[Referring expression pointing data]
[Start of Attachment]
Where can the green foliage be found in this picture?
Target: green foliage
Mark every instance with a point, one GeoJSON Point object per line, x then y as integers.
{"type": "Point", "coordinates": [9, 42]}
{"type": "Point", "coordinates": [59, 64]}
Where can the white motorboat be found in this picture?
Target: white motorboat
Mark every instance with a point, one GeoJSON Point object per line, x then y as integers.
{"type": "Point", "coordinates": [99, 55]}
[End of Attachment]
[Start of Attachment]
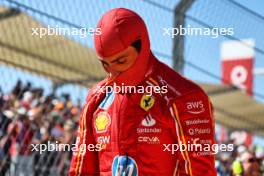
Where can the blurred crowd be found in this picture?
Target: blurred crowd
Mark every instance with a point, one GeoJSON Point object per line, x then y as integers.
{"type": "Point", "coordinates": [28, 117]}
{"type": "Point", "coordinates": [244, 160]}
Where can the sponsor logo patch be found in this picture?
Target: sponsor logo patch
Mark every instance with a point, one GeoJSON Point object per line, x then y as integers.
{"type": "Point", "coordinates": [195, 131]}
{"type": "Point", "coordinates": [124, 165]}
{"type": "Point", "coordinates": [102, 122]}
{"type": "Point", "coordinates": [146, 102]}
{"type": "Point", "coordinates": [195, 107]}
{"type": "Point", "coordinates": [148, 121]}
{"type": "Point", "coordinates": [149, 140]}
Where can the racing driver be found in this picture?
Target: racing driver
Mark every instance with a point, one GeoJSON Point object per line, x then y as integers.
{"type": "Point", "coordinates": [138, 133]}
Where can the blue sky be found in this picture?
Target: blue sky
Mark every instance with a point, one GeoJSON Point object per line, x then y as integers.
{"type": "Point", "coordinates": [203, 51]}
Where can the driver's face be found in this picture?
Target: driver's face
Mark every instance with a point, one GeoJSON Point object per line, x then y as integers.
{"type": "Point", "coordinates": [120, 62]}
[End of Attachment]
Please transcribe only the lines in the records above running from the line that has "Where can the green" through the line that has "Target: white motorboat", both included, exactly as they appear.

Where can the green foliage be found in this picture?
Target: green foliage
Mark every instance with a point, one GeoJSON Point object per line, x then y as integers.
{"type": "Point", "coordinates": [9, 42]}
{"type": "Point", "coordinates": [59, 64]}
Where can the white motorboat be found in this picture?
Target: white motorboat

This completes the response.